» What you are asked to do
Each line of the data below should be repeated exactly.

Data items:
• • • •

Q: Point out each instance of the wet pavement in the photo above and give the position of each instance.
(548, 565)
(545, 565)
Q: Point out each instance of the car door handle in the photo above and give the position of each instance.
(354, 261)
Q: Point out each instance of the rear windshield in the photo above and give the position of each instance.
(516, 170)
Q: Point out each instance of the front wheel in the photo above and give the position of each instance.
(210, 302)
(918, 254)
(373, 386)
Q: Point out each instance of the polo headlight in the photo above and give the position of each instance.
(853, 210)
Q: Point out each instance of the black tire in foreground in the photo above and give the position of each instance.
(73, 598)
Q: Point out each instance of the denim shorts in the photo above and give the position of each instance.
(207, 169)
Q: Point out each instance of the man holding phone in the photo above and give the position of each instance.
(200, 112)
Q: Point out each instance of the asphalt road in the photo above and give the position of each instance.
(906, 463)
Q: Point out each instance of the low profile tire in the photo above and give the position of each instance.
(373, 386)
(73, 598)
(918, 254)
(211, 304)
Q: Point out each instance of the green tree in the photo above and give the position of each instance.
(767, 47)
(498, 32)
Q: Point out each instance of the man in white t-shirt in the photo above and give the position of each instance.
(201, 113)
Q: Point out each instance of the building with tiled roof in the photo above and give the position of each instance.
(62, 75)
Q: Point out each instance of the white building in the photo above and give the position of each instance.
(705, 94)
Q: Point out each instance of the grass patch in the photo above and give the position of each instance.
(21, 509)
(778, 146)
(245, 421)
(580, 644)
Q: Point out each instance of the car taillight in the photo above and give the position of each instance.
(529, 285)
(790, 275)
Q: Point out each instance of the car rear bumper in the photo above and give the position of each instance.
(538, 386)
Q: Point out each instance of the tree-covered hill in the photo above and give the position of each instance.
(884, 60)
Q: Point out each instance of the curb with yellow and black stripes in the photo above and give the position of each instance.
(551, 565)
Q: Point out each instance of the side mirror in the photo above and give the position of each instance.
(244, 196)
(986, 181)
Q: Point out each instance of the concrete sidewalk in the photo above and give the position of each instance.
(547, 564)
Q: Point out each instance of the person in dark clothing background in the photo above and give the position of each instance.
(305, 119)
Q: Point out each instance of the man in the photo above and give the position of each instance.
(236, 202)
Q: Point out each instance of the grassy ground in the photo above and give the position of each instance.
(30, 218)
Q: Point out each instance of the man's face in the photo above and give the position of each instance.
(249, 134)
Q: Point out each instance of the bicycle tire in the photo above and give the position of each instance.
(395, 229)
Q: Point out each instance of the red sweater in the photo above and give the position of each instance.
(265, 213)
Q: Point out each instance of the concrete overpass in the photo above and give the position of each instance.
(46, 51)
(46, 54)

• • • •

» Response below
Q: Point out each instance of the wet pavement in the photo above and give the position of each instance.
(548, 565)
(545, 565)
Q: Point out each instance of the car door handle in the photo above and give the position of each instance.
(354, 261)
Q: Point out each instance of the rear windshield in the photo above and give the position of each instance.
(516, 170)
Q: Point out each instance of the front wheel in the photo above and give the position of each instance.
(210, 302)
(918, 254)
(373, 386)
Q: Point out each instance of the polo headlight in the photo above and give the position of each instance.
(853, 210)
Q: Point out each instance of the black tire in foreground in the photo above and give the position of each instance.
(73, 598)
Q: Point out each instance of the denim shorts in the photo above and give the position of each instance.
(207, 169)
Q: Point out each instance of the man holding phone in the photo above and give the position of each instance.
(200, 112)
Q: Point out each instance of the asphalt road in the photo above and give the position of each instance.
(906, 463)
Q: Point out each instance of the low profile tire in the photo above and give the position of each instance.
(373, 386)
(73, 598)
(918, 254)
(211, 304)
Q: Point out each instance of the green tree in the photo above and give the position of each instance.
(767, 47)
(498, 32)
Q: Point out each instance of the man in white t-shirt in the photo above and give the position of each instance.
(201, 113)
Q: Point out each instance of the building with tiled roof in the photo above and give the position of each instance.
(62, 75)
Q: Point out each instance of the white building in the photo above and give the position of each instance.
(705, 94)
Q: Point out each instance of the grass patch in the photo above and give the position of each instance.
(21, 509)
(778, 146)
(245, 421)
(580, 644)
Q: Point out each instance of the car taillight in the photo above and give the position of each instance.
(529, 285)
(790, 275)
Q: Point out each instance of the car rear bumper in the photo above and give the position of each instance.
(538, 386)
Q: Point out each instance of the tree-covered hill in the photo above and give the position of each instance.
(884, 60)
Q: Point out each instance of the curb with yellow and black stripes in the photo above and give the position of each instance.
(551, 565)
Q: Point out each instance of the side mirror in the photo above and give the position of each instance.
(244, 196)
(986, 181)
Q: Point out each instance of the concrete sidewalk in the photo above and give the position of each instance.
(547, 564)
Q: Point out each instance of the person in dark clothing background in the photo above and give the position of each instance.
(305, 119)
Q: Point out each instance of the man in the photo above and give the position of each instance.
(236, 202)
Q: Point out each instance of the grassy ground in the photo above and give the position of each instance.
(30, 218)
Q: Point out each instance of the man's face in the photo above and give the position of each instance.
(249, 134)
Q: Point out each instance of the bicycle tire in the photo above and give the position of each instance.
(395, 229)
Q: Point out each instance of the red sweater in the photo above and give the position of each instance.
(265, 213)
Q: Point out each instance of the concrete overpass in the photo above and give the position of each instance.
(46, 51)
(46, 54)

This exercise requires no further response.